Exercise requirements
Leave out the pictures and repeat everything else in the records exactly.

(Records from a point labeling set)
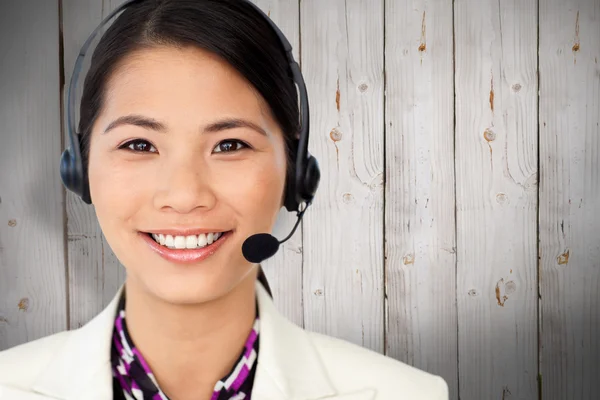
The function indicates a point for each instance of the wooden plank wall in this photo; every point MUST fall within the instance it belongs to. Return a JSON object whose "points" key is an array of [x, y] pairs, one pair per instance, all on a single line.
{"points": [[496, 197], [33, 291], [430, 239], [570, 198]]}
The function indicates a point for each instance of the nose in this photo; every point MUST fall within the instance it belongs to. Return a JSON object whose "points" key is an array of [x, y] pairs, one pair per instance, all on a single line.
{"points": [[184, 185]]}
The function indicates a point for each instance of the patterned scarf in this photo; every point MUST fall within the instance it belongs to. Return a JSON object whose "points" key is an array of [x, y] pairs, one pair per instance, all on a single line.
{"points": [[133, 379]]}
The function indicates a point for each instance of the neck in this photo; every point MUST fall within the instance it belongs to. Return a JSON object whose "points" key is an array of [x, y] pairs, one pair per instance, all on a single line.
{"points": [[181, 341]]}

Output of the task
The function indicates a point for each instance of the wooden plank wall in this photo; every point MUST fall within the instance it belongs to. Return a JSON object whose "points" key is an array of [x, y] pairs, one pair per instance, all on a single line.
{"points": [[496, 197], [33, 291], [430, 239], [570, 198]]}
The function indicates a point for each instance of the nose in this photo; every point MUST fall within the instance it belongs to. Return a JSON object whose "points" key is an array of [x, y] pairs, one pair per instance, all on a single line.
{"points": [[184, 185]]}
The function indicates a point for each instance of the patterned scarf in this photo; every point MUST fall within the instance it belongs to. Return a JSON object whose "points" key is an array of [x, y] pairs, one pair per instance, all on a single line.
{"points": [[133, 379]]}
The function indicates a point for each instance of the neck in this photo; every point MUST fall within the instance it belongs to. Return a JSON object whose "points" key is an array of [x, y] pairs, one pair per instance, all on a single line.
{"points": [[181, 341]]}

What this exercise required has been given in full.